── DATA RECORDS ──
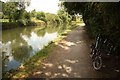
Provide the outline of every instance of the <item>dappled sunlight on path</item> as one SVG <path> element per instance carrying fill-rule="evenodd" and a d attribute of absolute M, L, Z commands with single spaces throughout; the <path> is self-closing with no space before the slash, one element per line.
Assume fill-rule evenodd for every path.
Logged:
<path fill-rule="evenodd" d="M 89 57 L 90 40 L 84 27 L 71 31 L 66 38 L 55 43 L 42 65 L 35 68 L 32 78 L 100 78 L 115 75 L 95 71 Z"/>

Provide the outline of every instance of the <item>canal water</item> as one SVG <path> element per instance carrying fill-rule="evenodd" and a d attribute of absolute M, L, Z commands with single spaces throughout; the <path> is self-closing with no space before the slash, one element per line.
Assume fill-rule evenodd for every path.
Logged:
<path fill-rule="evenodd" d="M 15 70 L 21 63 L 55 38 L 66 26 L 19 27 L 2 31 L 3 70 Z"/>

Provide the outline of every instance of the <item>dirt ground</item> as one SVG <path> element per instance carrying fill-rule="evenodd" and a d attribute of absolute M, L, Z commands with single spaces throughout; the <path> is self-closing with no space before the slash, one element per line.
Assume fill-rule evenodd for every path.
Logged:
<path fill-rule="evenodd" d="M 56 44 L 48 58 L 37 67 L 30 78 L 115 78 L 110 65 L 95 71 L 90 58 L 90 39 L 83 26 L 72 30 L 65 39 Z M 111 60 L 108 62 L 112 63 Z"/>

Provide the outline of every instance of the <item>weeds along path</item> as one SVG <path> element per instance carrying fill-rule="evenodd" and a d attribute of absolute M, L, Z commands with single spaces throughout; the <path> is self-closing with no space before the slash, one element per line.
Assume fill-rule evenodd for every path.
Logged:
<path fill-rule="evenodd" d="M 95 71 L 92 67 L 90 39 L 83 26 L 72 30 L 56 44 L 48 58 L 35 68 L 30 78 L 110 78 L 117 73 L 111 70 Z"/>

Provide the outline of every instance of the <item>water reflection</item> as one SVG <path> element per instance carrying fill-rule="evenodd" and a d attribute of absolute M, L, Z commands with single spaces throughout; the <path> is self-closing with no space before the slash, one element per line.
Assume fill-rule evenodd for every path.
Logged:
<path fill-rule="evenodd" d="M 8 71 L 18 68 L 24 60 L 33 56 L 36 51 L 41 50 L 55 39 L 58 35 L 58 30 L 60 30 L 60 27 L 46 27 L 43 29 L 22 27 L 3 31 L 2 44 L 9 43 L 9 49 L 11 49 L 4 54 L 5 56 L 8 55 L 7 59 L 3 60 L 4 70 Z"/>
<path fill-rule="evenodd" d="M 47 45 L 48 42 L 55 39 L 57 37 L 57 32 L 51 34 L 48 34 L 46 32 L 43 37 L 39 37 L 35 32 L 32 32 L 30 37 L 22 34 L 21 37 L 32 48 L 33 53 L 35 53 L 36 51 L 41 50 L 45 45 Z"/>

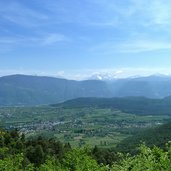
───
PROBLEM DESCRIPTION
Copy all the items above word for word, leaving out the pictures.

EXERCISE OUTPUT
Provide the outline of every instance of the <item>dappled sunlight on path</item> as one SVG <path> element per instance carrying fill-rule="evenodd" and a d attribute of absolute M, L, Z commands with single spaces throughout; the <path> is self-closing with no space before the slash, one element per line.
Assume fill-rule evenodd for every path.
Logged:
<path fill-rule="evenodd" d="M 89 57 L 90 40 L 84 27 L 71 31 L 66 38 L 55 43 L 42 65 L 35 68 L 32 78 L 100 78 L 115 75 L 95 71 Z"/>

Provide the outline of every instance of the <item>canal water</item> as one SVG <path> element per instance carrying fill-rule="evenodd" and a d attribute of absolute M, L, Z commands with single spaces throughout; the <path> is self-closing with no space before the slash, one element per line.
Assume fill-rule evenodd for every path.
Logged:
<path fill-rule="evenodd" d="M 15 70 L 21 63 L 55 38 L 66 26 L 19 27 L 2 31 L 3 70 Z"/>

Provide the outline of every instance of the <item>dirt ground</item> as one SVG <path> element per instance carrying fill-rule="evenodd" and a d attribute of absolute M, L, Z commands with single spaces throughout; the <path> is self-closing with no space before the slash, one element per line.
Assume fill-rule evenodd for every path.
Logged:
<path fill-rule="evenodd" d="M 56 44 L 48 58 L 37 67 L 30 78 L 115 78 L 110 65 L 95 71 L 90 58 L 90 39 L 83 26 L 72 30 L 65 39 Z M 111 60 L 108 62 L 112 63 Z"/>

Provide the outline of every instance of the <item>weeds along path</item> as one SVG <path> element per instance carrying fill-rule="evenodd" and a d attribute of absolute M, L, Z commands with single spaces throughout; the <path> is self-closing with no space before the slash, one element per line.
Assume fill-rule evenodd for every path.
Logged:
<path fill-rule="evenodd" d="M 95 71 L 92 67 L 90 39 L 83 26 L 72 30 L 56 44 L 48 58 L 35 68 L 30 78 L 110 78 L 117 73 L 111 70 Z"/>

Provide the outline of every instance of the <item>water reflection</item> as one SVG <path> element per instance carrying fill-rule="evenodd" and a d attribute of absolute M, L, Z commands with single spaces throughout; the <path> is self-closing with no space before the slash, one element per line.
Assume fill-rule evenodd for every path.
Logged:
<path fill-rule="evenodd" d="M 8 71 L 18 68 L 24 60 L 33 56 L 36 51 L 41 50 L 55 39 L 58 35 L 58 30 L 60 30 L 60 27 L 46 27 L 43 29 L 22 27 L 3 31 L 2 44 L 9 43 L 9 49 L 11 49 L 4 54 L 5 56 L 8 55 L 7 59 L 3 60 L 4 70 Z"/>
<path fill-rule="evenodd" d="M 47 45 L 48 42 L 55 39 L 57 37 L 57 32 L 51 34 L 48 34 L 46 32 L 43 37 L 39 37 L 35 32 L 32 32 L 30 37 L 22 34 L 21 37 L 32 48 L 33 53 L 35 53 L 36 51 L 41 50 L 45 45 Z"/>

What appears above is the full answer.